→ EXTRACTED RECORDS
********************
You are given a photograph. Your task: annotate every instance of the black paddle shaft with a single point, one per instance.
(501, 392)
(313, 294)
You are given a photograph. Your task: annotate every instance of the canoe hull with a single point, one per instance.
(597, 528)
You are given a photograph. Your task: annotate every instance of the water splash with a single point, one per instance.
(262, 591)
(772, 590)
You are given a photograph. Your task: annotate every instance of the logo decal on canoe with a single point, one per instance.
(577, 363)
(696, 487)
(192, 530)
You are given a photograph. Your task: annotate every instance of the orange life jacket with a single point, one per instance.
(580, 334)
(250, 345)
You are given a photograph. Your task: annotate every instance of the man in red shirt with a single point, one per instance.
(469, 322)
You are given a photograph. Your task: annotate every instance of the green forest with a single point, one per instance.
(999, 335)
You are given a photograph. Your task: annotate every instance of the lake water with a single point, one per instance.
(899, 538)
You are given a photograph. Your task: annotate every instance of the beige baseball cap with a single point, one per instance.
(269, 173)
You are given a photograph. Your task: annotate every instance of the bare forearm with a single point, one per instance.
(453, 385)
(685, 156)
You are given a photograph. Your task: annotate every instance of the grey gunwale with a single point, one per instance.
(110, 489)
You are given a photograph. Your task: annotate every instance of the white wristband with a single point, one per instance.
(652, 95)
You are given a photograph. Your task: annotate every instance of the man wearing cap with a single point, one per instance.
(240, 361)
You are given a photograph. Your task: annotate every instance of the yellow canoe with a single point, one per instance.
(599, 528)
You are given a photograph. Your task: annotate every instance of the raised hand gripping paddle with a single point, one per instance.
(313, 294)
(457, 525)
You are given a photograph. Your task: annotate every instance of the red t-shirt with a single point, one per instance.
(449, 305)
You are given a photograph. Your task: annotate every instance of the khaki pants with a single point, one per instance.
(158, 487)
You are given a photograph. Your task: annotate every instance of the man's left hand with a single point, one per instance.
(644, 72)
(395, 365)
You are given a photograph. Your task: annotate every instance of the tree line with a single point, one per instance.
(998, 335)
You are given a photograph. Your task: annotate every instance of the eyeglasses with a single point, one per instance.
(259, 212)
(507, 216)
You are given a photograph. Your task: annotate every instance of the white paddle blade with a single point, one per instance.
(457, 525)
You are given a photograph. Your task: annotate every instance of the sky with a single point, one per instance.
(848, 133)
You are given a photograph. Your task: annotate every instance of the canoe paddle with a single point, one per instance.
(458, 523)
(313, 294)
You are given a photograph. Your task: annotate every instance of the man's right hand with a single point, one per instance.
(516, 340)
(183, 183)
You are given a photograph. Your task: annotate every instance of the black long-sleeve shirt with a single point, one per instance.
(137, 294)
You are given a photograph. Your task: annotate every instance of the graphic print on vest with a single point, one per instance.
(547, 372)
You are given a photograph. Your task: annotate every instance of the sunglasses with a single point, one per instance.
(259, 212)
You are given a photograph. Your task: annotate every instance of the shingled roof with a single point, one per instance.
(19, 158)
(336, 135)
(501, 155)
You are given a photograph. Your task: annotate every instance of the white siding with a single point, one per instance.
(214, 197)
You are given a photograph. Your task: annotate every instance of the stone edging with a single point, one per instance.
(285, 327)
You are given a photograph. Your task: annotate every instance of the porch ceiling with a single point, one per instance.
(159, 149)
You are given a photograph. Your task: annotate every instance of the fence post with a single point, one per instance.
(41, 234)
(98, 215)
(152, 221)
********************
→ ASSIGNED TASK
Exact copies of all the records are required.

→ RESPONSE AREA
You are given a photograph. Your task: annotate every instance of the black paddle shaft with a single point, one per instance.
(501, 392)
(313, 294)
You are given a photograph. Your task: annotate every instance of the canoe hull with a single point, one per instance.
(597, 528)
You are given a photograph. Your task: annotate every instance of the water splash with a single point, one per instance.
(262, 591)
(772, 590)
You are given a photograph. Your task: annotate every instance of the logo decal on canoe with a single point, one per instance.
(577, 363)
(696, 487)
(192, 530)
You are given a photograph. Your task: annotate every instance of the orange life jacket with a single point, one per instance.
(580, 334)
(250, 345)
You are given a photograph. Your task: annotate every instance of the man in red shirt with a single point, one per instance.
(469, 322)
You are given a photograph. Your task: annotate every instance of the green forest with a single point, one per instance.
(999, 335)
You are given a photograph. Your task: annotate every instance of the lake water with a single point, one per instance.
(899, 538)
You are given a photograph. Your task: annotate every instance of the beige baseball cap with a single point, one per instance.
(269, 173)
You are given a photograph. Your task: annotate every instance of the bare forearm with a single point, one per instance.
(453, 385)
(685, 156)
You are given a photograph. Your task: annotate every instance of the grey gunwale with a single point, one per instance.
(110, 489)
You are given a photograph. Your task: annotate every instance of the white wristband with a single point, one per instance.
(652, 95)
You are given a photograph. Your task: annotate every instance of the man wearing cap with a single point, one per instance.
(240, 361)
You are given a photograph. Your task: annotate every instance of the yellow canoe with a single point, one per instance.
(599, 528)
You are given a photograph. Your task: annotate every instance of the raised hand gripping paddle with a single point, one per instance.
(313, 294)
(457, 525)
You are given a photograph. Your task: annotate every instance of the red t-shirt with a single point, one per instance.
(449, 305)
You are given a photograph. Your task: annotate every instance of the khaki pants with a single point, one per instance.
(158, 487)
You are given a photograph. Your task: annotate every instance of the man's left hand with a single point, one per instance.
(644, 72)
(395, 365)
You are given a photograph. Your task: annotate every instance of the tree line with a single point, one per instance.
(998, 335)
You are given a photograph. Your task: annotate every instance of the eyeglasses with a single point, one per instance.
(259, 212)
(507, 216)
You are given a photograph. Your task: annotate every instance of the white paddle blade with a single point, one per instance.
(457, 525)
You are given a photograph. Your task: annotate every instance of the sky with a single point, one per instance.
(848, 133)
You are given a photograph. Your task: annotate every instance of the canoe paddle with a single point, one per instance.
(458, 523)
(313, 294)
You are given a photograph. Your task: annotate every instance of the man's right hand with a single point, one per instance.
(516, 340)
(183, 183)
You are given a photograph. Your task: annotate every instance of the black long-sleeve shirt with a single point, one per instance.
(137, 294)
You are given a photograph. Your task: annotate every instance of the graphic print on vest with a single point, one per instance.
(547, 372)
You are given a photograph. Your task: annotate every instance of the sunglasses with a single point, one per instance.
(259, 212)
You are given a photograph. Your task: annotate every instance of the shingled roof with a single point, one per instance.
(19, 158)
(336, 135)
(501, 155)
You are given a photograph. Your task: annotate every instance of the white siding with a single point, one per instance.
(214, 197)
You are given a photograph. Your task: annotate every instance of the stone edging with a single point, one per instance.
(285, 327)
You are given a photograph. Your task: annotate every instance of the porch ceiling with a single point, one per instance.
(159, 149)
You are given a photograph. Your task: annotate every instance of the fence post with a single point, one per instance.
(41, 234)
(98, 215)
(152, 221)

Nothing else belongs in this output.